Collected data:
++++++++++

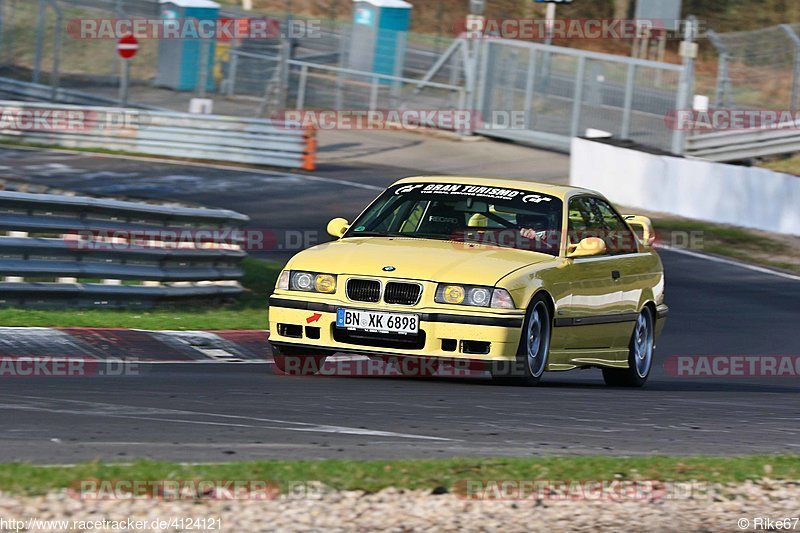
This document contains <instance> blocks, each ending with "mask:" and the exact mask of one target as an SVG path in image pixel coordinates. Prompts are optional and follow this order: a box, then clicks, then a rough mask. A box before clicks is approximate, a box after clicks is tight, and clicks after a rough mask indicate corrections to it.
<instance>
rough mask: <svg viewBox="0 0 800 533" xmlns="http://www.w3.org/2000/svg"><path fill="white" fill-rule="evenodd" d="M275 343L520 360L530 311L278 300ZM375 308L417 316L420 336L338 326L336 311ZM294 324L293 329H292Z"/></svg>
mask: <svg viewBox="0 0 800 533" xmlns="http://www.w3.org/2000/svg"><path fill="white" fill-rule="evenodd" d="M269 303H270V312H269V329H270V342H271V343H273V344H276V345H279V346H294V347H308V348H309V349H323V350H330V351H334V352H348V353H362V354H375V355H386V354H393V355H408V356H423V357H442V358H448V359H468V360H473V361H474V360H480V361H504V360H514V359H515V357H516V353H517V348H518V346H519V339H520V332H521V330H522V323H523V320H524V312H523V311H518V312H516V313H502V314H500V313H486V312H482V313H478V312H475V313H469V314H453V313H443V312H440V311H438V310H432V309H417V308H408V309H405V308H397V307H394V306H393V307H387V306H376V305H369V304H363V305H360V304H359V305H354V304H353V303H338V302H335V301H316V300H315V301H310V300H297V299H294V298H289V297H283V296H273V297H271V298H270V300H269ZM340 307H346V308H350V309H364V310H375V311H384V312H393V313H408V314H417V315H419V317H420V327H419V329H420V334H419V335H418V336H416V337H412V336H392V335H388V334H387V335H384V334H361V333H356V332H350V331H349V330H344V329H341V328H337V327H336V310H337V309H338V308H340ZM287 326H288V327H287Z"/></svg>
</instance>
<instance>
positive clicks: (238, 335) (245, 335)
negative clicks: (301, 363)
mask: <svg viewBox="0 0 800 533" xmlns="http://www.w3.org/2000/svg"><path fill="white" fill-rule="evenodd" d="M267 339H269V332H268V331H264V330H230V331H148V330H140V329H120V328H11V327H0V357H2V358H20V357H29V358H53V359H84V360H85V359H90V360H91V359H94V360H99V361H102V360H107V359H116V360H119V359H122V360H132V361H147V362H153V363H190V362H223V363H271V362H272V355H271V351H270V348H269V344H268V343H267Z"/></svg>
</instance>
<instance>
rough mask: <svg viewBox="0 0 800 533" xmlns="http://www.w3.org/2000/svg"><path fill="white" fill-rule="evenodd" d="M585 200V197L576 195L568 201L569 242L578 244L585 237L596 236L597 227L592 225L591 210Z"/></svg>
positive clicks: (596, 235)
mask: <svg viewBox="0 0 800 533" xmlns="http://www.w3.org/2000/svg"><path fill="white" fill-rule="evenodd" d="M586 200H587V198H585V197H578V198H573V199H572V200H570V201H569V229H568V231H569V242H570V244H578V243H579V242H581V240H582V239H585V238H586V237H596V236H598V234H597V228H594V227H593V220H592V210H591V207H590V206H589V205H588V204H587V203H586Z"/></svg>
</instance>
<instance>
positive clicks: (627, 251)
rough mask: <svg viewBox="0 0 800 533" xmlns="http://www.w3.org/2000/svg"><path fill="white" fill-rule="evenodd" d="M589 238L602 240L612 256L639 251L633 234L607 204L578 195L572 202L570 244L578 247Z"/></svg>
mask: <svg viewBox="0 0 800 533" xmlns="http://www.w3.org/2000/svg"><path fill="white" fill-rule="evenodd" d="M587 237H599V238H601V239H603V240H604V241H605V243H606V247H607V248H608V253H609V254H611V255H618V254H628V253H635V252H638V251H639V248H638V246H637V244H636V238H635V236H634V234H633V232H632V231H631V230H630V228H629V227H628V225H627V224H626V223H625V221H624V220H622V217H620V216H619V215H618V214H617V213H616V211H614V209H613V208H612V207H611V205H609V204H608V202H606V201H604V200H601V199H599V198H595V197H593V196H579V197H577V198H573V199H572V200H570V202H569V241H570V243H571V244H577V243H579V242H580V241H581V239H585V238H587Z"/></svg>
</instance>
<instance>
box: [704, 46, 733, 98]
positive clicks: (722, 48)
mask: <svg viewBox="0 0 800 533" xmlns="http://www.w3.org/2000/svg"><path fill="white" fill-rule="evenodd" d="M707 36H708V40H709V41H711V44H712V45H713V46H714V48H716V49H717V54H719V65H718V66H717V91H716V95H715V98H714V100H715V102H714V107H716V108H721V107H729V106H730V104H731V101H730V86H731V78H730V74H729V71H728V62H729V61H730V54H729V53H728V47H727V46H725V44H724V43H723V42H722V39H720V38H719V35H717V33H716V32H715V31H714V30H709V31H708V32H707Z"/></svg>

++++++++++

■ Task goal: From the first line to the last, output the data exactly; skip any pictures.

■ Solution below:
This document contains <instance> blocks, each ending with "mask:" and the exact mask of one target as an SVG path in image pixel coordinates. Prompts are optional and follow this order: a box, then clicks, then a rough mask. A box before clicks is approximate, a box after clicks is tight, and clicks after a rough mask indicate corrections to it.
<instance>
rough mask: <svg viewBox="0 0 800 533" xmlns="http://www.w3.org/2000/svg"><path fill="white" fill-rule="evenodd" d="M275 343L520 360L530 311L278 300ZM375 308L417 316L420 336L338 326L336 311ZM294 324L293 329H292Z"/></svg>
mask: <svg viewBox="0 0 800 533" xmlns="http://www.w3.org/2000/svg"><path fill="white" fill-rule="evenodd" d="M269 303H270V312H269V329H270V342H271V343H273V344H276V345H279V346H294V347H308V348H309V349H323V350H330V351H334V352H348V353H362V354H375V355H386V354H393V355H408V356H423V357H442V358H448V359H468V360H473V361H474V360H480V361H504V360H514V359H515V357H516V353H517V348H518V346H519V339H520V332H521V330H522V323H523V320H524V312H523V311H518V312H516V313H502V314H500V313H486V312H482V313H478V312H475V313H469V314H453V313H443V312H440V311H438V310H432V309H417V308H408V309H405V308H397V307H394V306H393V307H387V306H376V305H369V304H363V305H360V304H359V305H354V304H353V303H338V302H335V301H316V300H315V301H310V300H297V299H294V298H289V297H283V296H273V297H271V298H270V300H269ZM340 307H346V308H350V309H364V310H375V311H384V312H393V313H408V314H417V315H419V317H420V327H419V329H420V334H419V335H418V336H416V337H412V336H392V335H388V334H387V335H384V334H361V333H356V332H350V331H349V330H344V329H341V328H337V327H336V310H337V309H338V308H340ZM287 326H288V327H287Z"/></svg>
</instance>
<instance>
positive clicks: (238, 335) (245, 335)
negative clicks: (301, 363)
mask: <svg viewBox="0 0 800 533" xmlns="http://www.w3.org/2000/svg"><path fill="white" fill-rule="evenodd" d="M267 339H269V332H268V331H264V330H230V331H148V330H140V329H120V328H11V327H0V357H2V358H20V357H29V358H53V359H84V360H85V359H90V360H91V359H94V360H99V361H102V360H107V359H116V360H119V359H122V360H132V361H147V362H153V363H190V362H223V363H271V362H272V355H271V351H270V348H269V344H268V343H267Z"/></svg>
</instance>
<instance>
rough mask: <svg viewBox="0 0 800 533" xmlns="http://www.w3.org/2000/svg"><path fill="white" fill-rule="evenodd" d="M585 200V197L576 195L568 201L569 242L578 244L585 237L596 236L597 227L592 225L591 210Z"/></svg>
positive clicks: (596, 235)
mask: <svg viewBox="0 0 800 533" xmlns="http://www.w3.org/2000/svg"><path fill="white" fill-rule="evenodd" d="M586 200H587V198H585V197H578V198H573V199H572V200H570V201H569V229H568V231H569V242H570V244H578V243H579V242H581V240H582V239H585V238H586V237H596V236H598V234H597V228H594V227H593V220H592V210H591V207H590V206H589V205H588V204H587V203H586Z"/></svg>
</instance>
<instance>
positive clicks: (627, 251)
rough mask: <svg viewBox="0 0 800 533" xmlns="http://www.w3.org/2000/svg"><path fill="white" fill-rule="evenodd" d="M589 238L602 240L612 256L639 251L633 234L607 204L578 195L572 202L570 244L578 247Z"/></svg>
mask: <svg viewBox="0 0 800 533" xmlns="http://www.w3.org/2000/svg"><path fill="white" fill-rule="evenodd" d="M587 237H599V238H601V239H603V240H604V241H605V243H606V247H607V248H608V253H609V254H611V255H618V254H628V253H635V252H638V251H639V248H638V246H637V244H636V238H635V236H634V234H633V232H632V231H631V230H630V228H629V227H628V225H627V224H626V223H625V221H624V220H622V217H620V216H619V215H618V214H617V213H616V211H614V209H613V208H612V207H611V205H609V204H608V202H606V201H604V200H601V199H599V198H595V197H593V196H579V197H577V198H573V199H572V200H570V202H569V241H570V243H571V244H577V243H579V242H580V241H581V239H585V238H587Z"/></svg>
</instance>
<instance>
box: [704, 46, 733, 98]
positive clicks: (722, 48)
mask: <svg viewBox="0 0 800 533" xmlns="http://www.w3.org/2000/svg"><path fill="white" fill-rule="evenodd" d="M707 36H708V40H709V41H711V44H712V45H713V46H714V48H716V49H717V54H719V65H718V66H717V91H716V95H715V98H714V100H715V102H714V107H716V108H721V107H729V106H730V104H731V101H730V86H731V78H730V74H729V71H728V62H729V61H730V54H729V53H728V47H727V46H725V44H724V43H723V42H722V39H720V38H719V35H717V33H716V32H715V31H714V30H709V31H708V32H707Z"/></svg>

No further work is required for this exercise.